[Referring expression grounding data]
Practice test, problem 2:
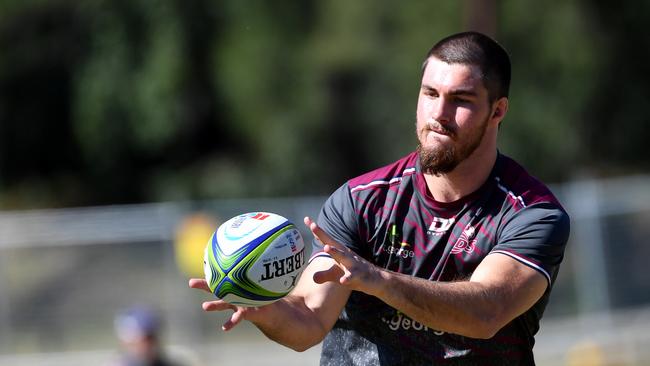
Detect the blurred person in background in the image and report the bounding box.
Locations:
[110,306,182,366]
[190,31,570,365]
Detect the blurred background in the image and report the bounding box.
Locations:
[0,0,649,365]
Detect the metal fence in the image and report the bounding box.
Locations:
[0,176,648,366]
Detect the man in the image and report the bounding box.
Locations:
[190,31,570,365]
[111,306,183,366]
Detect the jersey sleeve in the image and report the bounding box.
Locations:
[310,183,360,262]
[490,202,570,286]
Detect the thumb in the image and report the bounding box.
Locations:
[312,263,346,284]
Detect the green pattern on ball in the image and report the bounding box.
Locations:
[207,241,225,292]
[213,224,297,300]
[214,241,249,272]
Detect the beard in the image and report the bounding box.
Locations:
[417,116,489,176]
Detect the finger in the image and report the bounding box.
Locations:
[312,263,345,284]
[323,244,354,267]
[222,309,245,331]
[202,300,235,312]
[339,273,352,285]
[304,216,346,251]
[189,278,211,292]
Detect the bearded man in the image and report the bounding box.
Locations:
[191,31,570,366]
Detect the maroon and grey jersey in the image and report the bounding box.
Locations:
[312,151,570,366]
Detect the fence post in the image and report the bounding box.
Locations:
[566,179,611,323]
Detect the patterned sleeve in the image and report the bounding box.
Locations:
[310,183,361,262]
[490,202,570,286]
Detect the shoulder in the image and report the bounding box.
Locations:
[347,152,418,195]
[493,154,566,212]
[489,157,570,286]
[492,154,571,249]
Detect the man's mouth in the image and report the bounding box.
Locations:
[425,123,454,138]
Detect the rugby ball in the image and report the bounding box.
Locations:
[203,212,306,307]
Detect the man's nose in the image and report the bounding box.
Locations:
[430,97,452,123]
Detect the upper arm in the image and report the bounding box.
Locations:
[469,253,548,328]
[289,256,352,335]
[292,182,356,333]
[468,203,570,331]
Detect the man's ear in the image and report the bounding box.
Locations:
[491,97,508,125]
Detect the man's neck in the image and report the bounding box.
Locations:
[423,149,498,203]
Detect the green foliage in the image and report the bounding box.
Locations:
[0,0,648,208]
[498,1,598,178]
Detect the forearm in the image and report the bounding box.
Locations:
[362,253,548,339]
[249,294,328,352]
[370,269,506,338]
[248,257,351,351]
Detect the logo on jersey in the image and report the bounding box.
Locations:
[451,226,477,255]
[381,310,445,335]
[427,217,455,235]
[382,224,414,259]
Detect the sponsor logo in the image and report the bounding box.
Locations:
[382,224,414,258]
[230,214,249,229]
[427,217,455,235]
[381,311,445,335]
[259,247,305,282]
[451,226,477,255]
[288,273,299,287]
[286,230,299,253]
[384,242,415,258]
[251,213,270,220]
[226,213,265,240]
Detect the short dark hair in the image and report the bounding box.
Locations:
[422,31,511,103]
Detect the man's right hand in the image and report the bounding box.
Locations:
[188,278,274,331]
[188,218,354,350]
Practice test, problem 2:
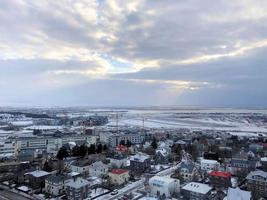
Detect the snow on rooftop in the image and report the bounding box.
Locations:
[149,176,176,185]
[226,187,251,200]
[130,153,149,162]
[25,125,63,130]
[11,121,33,126]
[182,182,212,194]
[69,172,80,177]
[25,170,50,177]
[0,153,14,158]
[201,158,219,164]
[66,177,90,189]
[17,186,30,192]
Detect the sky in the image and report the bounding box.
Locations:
[0,0,267,107]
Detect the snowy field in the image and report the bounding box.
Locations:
[106,108,267,135]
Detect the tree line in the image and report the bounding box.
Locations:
[56,143,107,160]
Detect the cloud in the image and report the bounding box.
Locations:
[0,0,266,107]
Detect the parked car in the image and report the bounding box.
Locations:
[111,189,119,195]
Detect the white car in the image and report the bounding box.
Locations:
[111,189,119,195]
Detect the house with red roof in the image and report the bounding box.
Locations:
[115,145,128,153]
[209,171,231,188]
[109,169,129,185]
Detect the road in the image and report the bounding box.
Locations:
[0,189,32,200]
[97,179,144,200]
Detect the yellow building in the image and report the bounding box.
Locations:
[109,169,129,185]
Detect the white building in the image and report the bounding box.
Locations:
[0,140,15,158]
[66,177,90,200]
[45,174,71,196]
[89,161,109,177]
[149,176,180,198]
[200,159,220,171]
[15,135,97,154]
[182,182,212,200]
[225,187,251,200]
[70,160,90,175]
[106,132,145,147]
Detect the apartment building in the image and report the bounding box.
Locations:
[66,177,90,200]
[149,176,180,198]
[200,159,220,171]
[14,134,97,154]
[0,140,15,157]
[108,132,146,147]
[182,182,212,200]
[45,174,71,196]
[130,153,151,173]
[246,170,267,198]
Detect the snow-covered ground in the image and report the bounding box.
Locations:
[89,187,109,199]
[107,109,267,135]
[24,125,63,130]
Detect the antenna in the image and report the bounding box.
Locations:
[142,117,144,129]
[141,116,147,135]
[116,112,119,134]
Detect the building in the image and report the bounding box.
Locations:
[130,153,151,173]
[182,182,212,200]
[154,149,169,164]
[45,174,70,196]
[246,170,267,198]
[0,140,15,157]
[231,150,258,174]
[218,147,232,159]
[66,177,90,200]
[175,161,198,182]
[200,159,220,171]
[225,187,251,200]
[108,154,127,168]
[70,160,90,175]
[149,176,180,198]
[17,149,34,162]
[15,134,97,154]
[89,161,109,177]
[115,145,128,153]
[107,132,146,148]
[260,157,267,171]
[25,170,50,190]
[209,171,231,188]
[109,169,129,185]
[249,144,263,154]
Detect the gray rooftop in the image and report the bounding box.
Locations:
[46,174,70,183]
[130,153,149,162]
[246,170,267,181]
[66,177,90,189]
[177,161,196,173]
[25,170,50,178]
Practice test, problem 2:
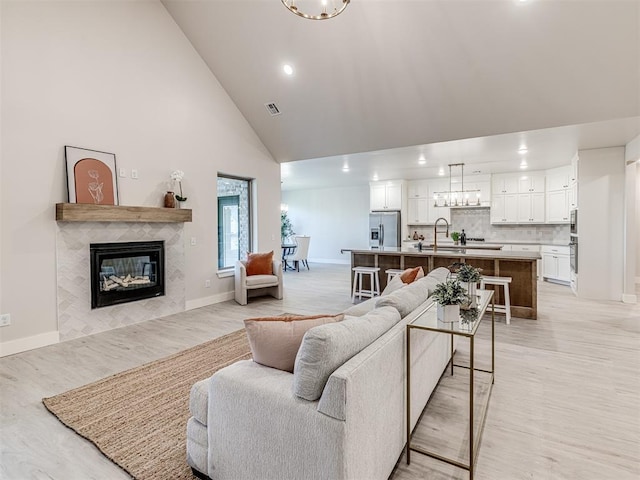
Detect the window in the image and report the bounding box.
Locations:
[217,175,251,269]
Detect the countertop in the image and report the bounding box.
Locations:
[401,239,569,247]
[341,247,541,260]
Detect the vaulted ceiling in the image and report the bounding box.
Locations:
[162,0,640,187]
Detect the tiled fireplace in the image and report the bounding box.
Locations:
[56,221,185,341]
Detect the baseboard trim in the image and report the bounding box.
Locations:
[622,293,637,304]
[186,291,234,311]
[0,330,60,358]
[309,258,350,265]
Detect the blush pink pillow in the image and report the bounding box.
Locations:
[244,314,344,372]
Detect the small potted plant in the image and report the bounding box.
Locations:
[455,263,482,308]
[459,306,479,330]
[431,279,468,322]
[450,231,461,245]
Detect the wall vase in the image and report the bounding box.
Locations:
[164,191,176,208]
[436,303,460,323]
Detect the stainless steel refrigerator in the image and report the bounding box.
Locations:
[369,211,401,248]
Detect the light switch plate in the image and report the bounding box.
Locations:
[119,168,126,178]
[0,314,11,327]
[190,237,197,246]
[131,169,138,179]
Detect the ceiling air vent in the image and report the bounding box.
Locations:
[264,102,281,116]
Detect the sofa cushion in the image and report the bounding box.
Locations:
[293,306,400,401]
[380,274,405,296]
[418,266,452,296]
[400,266,424,284]
[375,278,430,318]
[342,297,378,317]
[244,314,344,372]
[245,274,278,287]
[245,251,274,276]
[189,379,210,425]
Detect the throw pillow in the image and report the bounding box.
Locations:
[244,314,344,372]
[381,274,405,296]
[293,306,401,401]
[245,251,274,276]
[400,266,424,284]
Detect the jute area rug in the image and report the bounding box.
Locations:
[43,328,252,480]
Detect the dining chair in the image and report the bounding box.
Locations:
[287,235,310,271]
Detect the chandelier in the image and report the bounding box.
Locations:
[433,163,482,207]
[281,0,350,20]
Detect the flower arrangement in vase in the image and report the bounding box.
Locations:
[431,279,468,322]
[170,170,187,204]
[455,263,482,309]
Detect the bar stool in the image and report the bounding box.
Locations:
[480,275,512,324]
[385,268,404,283]
[351,267,381,303]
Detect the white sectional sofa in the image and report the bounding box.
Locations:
[187,267,452,480]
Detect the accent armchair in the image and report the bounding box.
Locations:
[234,259,283,305]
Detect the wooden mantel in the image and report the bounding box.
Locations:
[56,203,192,223]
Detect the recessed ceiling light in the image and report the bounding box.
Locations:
[518,146,528,154]
[438,168,445,176]
[372,173,379,181]
[473,170,481,174]
[418,155,426,165]
[283,64,294,76]
[342,166,349,172]
[520,164,528,169]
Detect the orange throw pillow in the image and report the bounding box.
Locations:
[400,266,424,284]
[244,314,344,372]
[245,251,274,276]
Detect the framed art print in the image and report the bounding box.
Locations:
[65,146,119,205]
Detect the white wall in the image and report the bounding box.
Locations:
[0,1,280,348]
[637,161,640,281]
[282,185,370,264]
[627,135,640,282]
[577,147,626,301]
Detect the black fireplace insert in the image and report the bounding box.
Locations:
[90,241,165,309]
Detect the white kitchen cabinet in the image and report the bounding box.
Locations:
[428,203,451,224]
[492,175,519,194]
[407,198,429,224]
[370,181,402,210]
[569,184,577,209]
[545,165,574,224]
[546,189,570,223]
[570,153,579,185]
[490,194,518,223]
[516,192,545,223]
[407,180,429,199]
[518,174,545,193]
[541,245,570,284]
[546,166,571,191]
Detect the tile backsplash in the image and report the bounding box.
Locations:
[408,208,569,244]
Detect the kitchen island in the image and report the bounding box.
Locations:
[342,246,541,319]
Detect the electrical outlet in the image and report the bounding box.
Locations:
[190,237,196,246]
[119,168,126,178]
[131,169,138,179]
[0,314,11,327]
[205,280,211,288]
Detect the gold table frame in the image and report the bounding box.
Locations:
[406,290,495,480]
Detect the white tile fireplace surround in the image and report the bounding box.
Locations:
[56,222,185,341]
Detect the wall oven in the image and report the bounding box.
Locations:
[570,209,578,235]
[569,237,578,274]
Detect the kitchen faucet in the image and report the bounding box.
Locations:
[433,217,449,249]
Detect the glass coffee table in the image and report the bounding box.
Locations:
[405,289,495,480]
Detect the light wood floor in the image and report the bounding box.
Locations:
[1,264,639,480]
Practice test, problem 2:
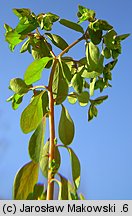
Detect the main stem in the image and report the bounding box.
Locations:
[46,91,55,200]
[46,34,86,199]
[46,59,58,200]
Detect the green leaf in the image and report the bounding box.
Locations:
[20,92,43,133]
[4,24,15,51]
[87,42,100,68]
[98,54,104,72]
[57,174,68,200]
[67,147,81,189]
[4,23,13,32]
[20,39,31,53]
[84,80,90,89]
[71,73,83,94]
[78,57,87,65]
[45,33,68,50]
[112,49,120,59]
[52,62,68,105]
[88,26,102,45]
[59,105,75,145]
[86,42,101,72]
[59,19,84,34]
[81,69,100,79]
[40,141,61,178]
[7,94,23,110]
[24,57,52,85]
[31,39,52,66]
[115,33,130,41]
[77,91,89,106]
[10,78,29,95]
[40,190,47,200]
[33,184,44,200]
[67,181,78,200]
[88,105,93,121]
[13,161,39,200]
[92,19,113,31]
[94,79,106,92]
[40,141,49,178]
[90,77,96,96]
[41,91,49,116]
[12,8,31,19]
[103,29,117,50]
[28,118,46,163]
[104,59,118,71]
[15,16,38,35]
[5,30,24,47]
[77,5,96,23]
[68,92,77,104]
[38,12,59,31]
[91,95,108,105]
[60,61,72,83]
[91,105,98,117]
[102,47,111,59]
[79,193,85,200]
[88,104,98,121]
[27,184,44,200]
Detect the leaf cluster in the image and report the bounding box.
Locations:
[5,5,129,200]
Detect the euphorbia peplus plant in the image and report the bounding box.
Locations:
[5,5,129,200]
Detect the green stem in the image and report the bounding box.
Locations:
[30,85,48,90]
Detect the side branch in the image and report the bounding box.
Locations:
[58,34,85,58]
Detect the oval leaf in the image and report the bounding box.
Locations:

> _The task_
Drop the pictures; return the lines above from the line containing "Detect the black" to the line containing "Detect the green leaf", both included, exactly.

> _Response area_
Detect the black fireplace insert in the image and report the bounding box.
Locations:
[90,241,165,309]
Detect the white kitchen cabinet in the image and report the bounding box.
Locations:
[428,203,451,224]
[492,175,519,194]
[407,198,429,224]
[370,181,402,210]
[569,184,577,209]
[545,165,574,224]
[546,189,570,223]
[570,153,579,185]
[490,194,518,223]
[516,192,545,223]
[407,180,429,199]
[518,174,545,193]
[541,245,570,284]
[546,166,571,191]
Detect the tile backsplash in the image and report the bounding box.
Locations:
[408,208,569,244]
Detect the kitchen island in the image and report the bounding box.
Locations:
[342,246,541,319]
Detect the electrical outlet in the image and report the bounding box.
Locations:
[190,237,196,246]
[119,168,126,178]
[131,169,138,179]
[0,314,11,327]
[205,280,211,288]
Detect the gold table frame in the image and report the bounding box.
Locations:
[406,290,495,480]
Detect the white tile fireplace surround in the image and report the bounding box.
Locations:
[56,222,185,341]
Detect the wall oven in the image and report the bounding box.
Locations:
[570,209,578,235]
[569,237,578,274]
Detect the kitchen faucet in the image and report the bounding box.
Locations:
[433,217,449,249]
Detect the glass coffee table in the image and report the bounding box.
Locations:
[405,289,495,480]
Detect the light wood floor in the image and report the bounding box.
Locations:
[1,264,639,480]
Practice test, problem 2:
Detect the main stem in the image and report the bounding box.
Locations:
[46,91,55,200]
[46,34,86,199]
[46,59,58,200]
Detect the green leaf in the image and report the bounding box.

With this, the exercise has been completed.